# [What to produce]
Only the lines from the one containing "the distant field." to the end of the listing below are wanted, repeated exactly.
== Records for the exercise ==
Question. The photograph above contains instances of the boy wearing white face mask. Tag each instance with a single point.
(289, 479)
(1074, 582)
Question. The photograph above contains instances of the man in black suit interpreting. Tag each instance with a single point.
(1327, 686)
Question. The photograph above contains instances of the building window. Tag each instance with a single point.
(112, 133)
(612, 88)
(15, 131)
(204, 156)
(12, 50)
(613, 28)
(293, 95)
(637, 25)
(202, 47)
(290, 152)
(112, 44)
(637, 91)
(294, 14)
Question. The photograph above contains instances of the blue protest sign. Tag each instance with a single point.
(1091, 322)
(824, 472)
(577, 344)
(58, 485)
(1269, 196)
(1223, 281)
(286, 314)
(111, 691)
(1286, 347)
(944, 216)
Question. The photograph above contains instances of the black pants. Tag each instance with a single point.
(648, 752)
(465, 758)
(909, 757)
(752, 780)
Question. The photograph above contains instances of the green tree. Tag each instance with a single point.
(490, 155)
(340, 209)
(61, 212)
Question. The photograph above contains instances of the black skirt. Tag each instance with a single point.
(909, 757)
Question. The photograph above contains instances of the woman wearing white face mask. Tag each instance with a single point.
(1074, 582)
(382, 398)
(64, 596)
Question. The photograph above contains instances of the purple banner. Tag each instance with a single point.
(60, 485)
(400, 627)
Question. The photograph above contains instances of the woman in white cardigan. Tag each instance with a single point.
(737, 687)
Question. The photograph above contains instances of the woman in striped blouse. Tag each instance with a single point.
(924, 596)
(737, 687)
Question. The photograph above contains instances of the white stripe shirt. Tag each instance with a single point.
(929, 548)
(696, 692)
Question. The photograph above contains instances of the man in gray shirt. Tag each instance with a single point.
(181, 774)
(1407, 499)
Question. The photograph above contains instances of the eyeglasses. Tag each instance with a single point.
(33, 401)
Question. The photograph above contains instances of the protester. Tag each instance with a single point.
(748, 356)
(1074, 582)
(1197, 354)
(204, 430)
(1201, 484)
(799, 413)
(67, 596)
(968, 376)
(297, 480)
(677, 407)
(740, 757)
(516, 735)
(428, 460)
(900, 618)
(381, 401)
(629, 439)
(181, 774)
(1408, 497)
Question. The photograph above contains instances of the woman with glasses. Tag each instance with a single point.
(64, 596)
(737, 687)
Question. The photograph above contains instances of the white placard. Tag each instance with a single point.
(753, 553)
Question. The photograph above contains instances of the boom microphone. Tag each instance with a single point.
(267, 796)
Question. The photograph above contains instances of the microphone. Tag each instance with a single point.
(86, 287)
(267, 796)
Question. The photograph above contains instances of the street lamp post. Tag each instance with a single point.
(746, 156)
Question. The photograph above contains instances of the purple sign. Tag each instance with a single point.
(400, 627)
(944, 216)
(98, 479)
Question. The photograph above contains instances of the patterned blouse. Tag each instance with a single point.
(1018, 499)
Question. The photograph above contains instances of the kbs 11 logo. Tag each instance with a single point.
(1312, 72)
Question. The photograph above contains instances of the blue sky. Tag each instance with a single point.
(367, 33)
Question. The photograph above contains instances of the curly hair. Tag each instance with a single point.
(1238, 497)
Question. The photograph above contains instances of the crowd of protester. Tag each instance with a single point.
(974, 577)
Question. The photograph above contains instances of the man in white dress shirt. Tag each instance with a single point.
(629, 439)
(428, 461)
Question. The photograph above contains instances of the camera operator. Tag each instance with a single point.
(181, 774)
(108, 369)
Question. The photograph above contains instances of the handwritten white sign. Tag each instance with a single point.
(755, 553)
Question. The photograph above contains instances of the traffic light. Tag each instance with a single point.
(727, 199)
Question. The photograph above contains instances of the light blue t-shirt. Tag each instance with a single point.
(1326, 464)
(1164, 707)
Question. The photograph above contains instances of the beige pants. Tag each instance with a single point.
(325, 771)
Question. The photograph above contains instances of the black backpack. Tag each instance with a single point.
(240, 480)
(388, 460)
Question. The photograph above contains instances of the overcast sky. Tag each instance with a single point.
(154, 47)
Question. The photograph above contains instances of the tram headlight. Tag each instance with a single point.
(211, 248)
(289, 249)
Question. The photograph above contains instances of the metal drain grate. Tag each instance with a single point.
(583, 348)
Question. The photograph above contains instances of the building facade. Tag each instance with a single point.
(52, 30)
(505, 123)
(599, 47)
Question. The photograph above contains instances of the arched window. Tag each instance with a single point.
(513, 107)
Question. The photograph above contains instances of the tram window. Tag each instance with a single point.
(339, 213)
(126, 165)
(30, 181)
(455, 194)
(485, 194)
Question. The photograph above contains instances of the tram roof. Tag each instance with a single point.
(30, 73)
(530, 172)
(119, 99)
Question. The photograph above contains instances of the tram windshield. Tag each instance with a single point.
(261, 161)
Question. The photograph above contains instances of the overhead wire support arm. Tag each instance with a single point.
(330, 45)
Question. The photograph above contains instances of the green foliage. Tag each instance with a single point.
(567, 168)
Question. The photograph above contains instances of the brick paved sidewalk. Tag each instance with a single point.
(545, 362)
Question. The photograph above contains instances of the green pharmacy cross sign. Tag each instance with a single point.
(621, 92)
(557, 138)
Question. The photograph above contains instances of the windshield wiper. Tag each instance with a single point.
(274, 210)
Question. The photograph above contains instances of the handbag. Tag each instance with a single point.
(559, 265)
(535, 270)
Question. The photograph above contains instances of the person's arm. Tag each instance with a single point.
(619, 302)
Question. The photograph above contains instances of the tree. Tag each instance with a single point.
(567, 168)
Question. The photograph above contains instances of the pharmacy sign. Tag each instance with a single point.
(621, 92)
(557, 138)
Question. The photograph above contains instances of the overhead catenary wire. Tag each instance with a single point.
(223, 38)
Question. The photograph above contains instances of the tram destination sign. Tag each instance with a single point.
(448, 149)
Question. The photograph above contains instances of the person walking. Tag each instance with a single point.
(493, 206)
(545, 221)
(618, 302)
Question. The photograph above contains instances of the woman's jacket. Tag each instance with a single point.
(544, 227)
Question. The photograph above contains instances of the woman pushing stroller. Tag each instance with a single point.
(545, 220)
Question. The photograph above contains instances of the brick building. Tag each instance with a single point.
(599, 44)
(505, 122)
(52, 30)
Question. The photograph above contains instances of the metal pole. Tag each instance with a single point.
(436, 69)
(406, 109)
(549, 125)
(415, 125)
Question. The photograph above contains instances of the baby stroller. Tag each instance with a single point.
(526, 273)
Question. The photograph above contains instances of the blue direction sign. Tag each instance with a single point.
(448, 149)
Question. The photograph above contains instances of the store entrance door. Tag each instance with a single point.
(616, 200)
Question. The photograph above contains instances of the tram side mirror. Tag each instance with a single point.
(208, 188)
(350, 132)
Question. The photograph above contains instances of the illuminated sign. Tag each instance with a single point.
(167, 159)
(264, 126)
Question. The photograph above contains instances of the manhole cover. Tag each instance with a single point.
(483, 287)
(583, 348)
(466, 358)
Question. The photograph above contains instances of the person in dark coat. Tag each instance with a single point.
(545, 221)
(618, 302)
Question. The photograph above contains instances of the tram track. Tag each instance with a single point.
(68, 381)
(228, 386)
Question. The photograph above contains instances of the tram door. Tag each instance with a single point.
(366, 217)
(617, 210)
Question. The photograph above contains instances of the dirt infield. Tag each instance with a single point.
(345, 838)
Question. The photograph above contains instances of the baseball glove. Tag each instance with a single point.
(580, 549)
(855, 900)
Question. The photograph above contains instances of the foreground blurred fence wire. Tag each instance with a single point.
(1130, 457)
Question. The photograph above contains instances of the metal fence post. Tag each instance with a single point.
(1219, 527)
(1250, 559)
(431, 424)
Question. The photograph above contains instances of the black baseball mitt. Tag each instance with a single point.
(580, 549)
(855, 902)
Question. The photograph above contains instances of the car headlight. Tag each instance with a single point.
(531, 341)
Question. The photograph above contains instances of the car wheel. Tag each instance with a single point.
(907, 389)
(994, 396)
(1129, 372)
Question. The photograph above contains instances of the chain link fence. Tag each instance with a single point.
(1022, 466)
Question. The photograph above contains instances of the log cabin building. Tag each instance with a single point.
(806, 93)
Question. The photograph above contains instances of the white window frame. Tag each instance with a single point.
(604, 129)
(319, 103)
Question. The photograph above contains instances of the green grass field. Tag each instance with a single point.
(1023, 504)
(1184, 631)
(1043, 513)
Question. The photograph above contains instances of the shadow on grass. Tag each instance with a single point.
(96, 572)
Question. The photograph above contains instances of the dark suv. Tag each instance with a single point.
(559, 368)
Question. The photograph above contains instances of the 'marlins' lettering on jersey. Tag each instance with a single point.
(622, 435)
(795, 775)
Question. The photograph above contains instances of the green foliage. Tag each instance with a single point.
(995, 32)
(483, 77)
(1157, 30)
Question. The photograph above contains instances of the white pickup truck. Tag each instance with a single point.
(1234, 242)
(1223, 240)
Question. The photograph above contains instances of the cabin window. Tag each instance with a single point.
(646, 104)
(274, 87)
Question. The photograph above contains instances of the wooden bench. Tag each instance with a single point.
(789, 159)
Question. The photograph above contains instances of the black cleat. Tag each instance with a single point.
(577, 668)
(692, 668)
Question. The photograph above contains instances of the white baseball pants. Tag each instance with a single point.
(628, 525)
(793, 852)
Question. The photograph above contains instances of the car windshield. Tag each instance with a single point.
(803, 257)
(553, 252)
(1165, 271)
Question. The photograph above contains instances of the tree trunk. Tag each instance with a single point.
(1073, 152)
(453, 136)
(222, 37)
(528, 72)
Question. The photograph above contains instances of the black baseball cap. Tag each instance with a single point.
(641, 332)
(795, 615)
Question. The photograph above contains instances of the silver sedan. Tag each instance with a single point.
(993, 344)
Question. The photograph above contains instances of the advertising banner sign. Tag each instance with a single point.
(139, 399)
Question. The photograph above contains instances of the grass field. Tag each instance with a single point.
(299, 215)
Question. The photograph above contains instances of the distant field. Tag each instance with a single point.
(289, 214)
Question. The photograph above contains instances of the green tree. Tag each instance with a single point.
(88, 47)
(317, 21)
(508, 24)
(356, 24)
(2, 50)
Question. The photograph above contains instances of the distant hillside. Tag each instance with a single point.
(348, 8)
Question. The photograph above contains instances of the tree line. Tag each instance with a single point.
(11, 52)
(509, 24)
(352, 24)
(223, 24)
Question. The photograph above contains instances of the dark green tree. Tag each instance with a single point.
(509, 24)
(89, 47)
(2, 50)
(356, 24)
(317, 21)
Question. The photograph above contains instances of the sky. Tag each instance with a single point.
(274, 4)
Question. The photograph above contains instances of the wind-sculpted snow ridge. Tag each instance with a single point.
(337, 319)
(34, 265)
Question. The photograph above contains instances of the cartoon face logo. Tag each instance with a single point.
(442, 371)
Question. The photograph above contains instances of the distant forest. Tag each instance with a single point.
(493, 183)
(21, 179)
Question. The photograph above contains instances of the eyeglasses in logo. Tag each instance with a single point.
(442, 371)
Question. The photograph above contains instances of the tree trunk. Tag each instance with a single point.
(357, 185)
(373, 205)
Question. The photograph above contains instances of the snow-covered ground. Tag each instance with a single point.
===
# [Final answer]
Question. The photograph above contains instances of the distant field. Tag each instance with a single point.
(289, 214)
Question. The photograph above contains instances of the green tree. Tag each instance with a single point.
(88, 47)
(317, 21)
(508, 24)
(356, 24)
(2, 50)
Question. The photograph above contains instances of the distant hillside. Tag each instance with a single point.
(348, 8)
Question. The photograph above contains instances of the tree line. Tag each instance with a single point.
(11, 52)
(509, 24)
(352, 24)
(223, 24)
Question. The photograph above contains instances of the dark green tree. Tag each instance with a single point.
(509, 24)
(89, 47)
(2, 50)
(356, 24)
(317, 21)
Question. The photograph above contains instances of the sky. Tag each instance with a single point.
(274, 4)
Question. The photograph above contains instances of the wind-sculpted snow ridge. Tag each instance with a single point.
(337, 319)
(34, 265)
Question. The photograph above contains instances of the cartoon face logo. Tag each instance with a single point.
(442, 371)
Question. The photograph above contains instances of the distant forest. Tag each instance with a single point.
(493, 183)
(21, 179)
Question. The photograph above contains instances of the eyeglasses in logo. Tag each instance with a single point.
(442, 371)
Question. The photograph above contains instances of the tree trunk. Tag each instance with a single point.
(357, 185)
(373, 205)
Question. The photograph above contains instances of the snow-covered ground. Tag each instance with a single point.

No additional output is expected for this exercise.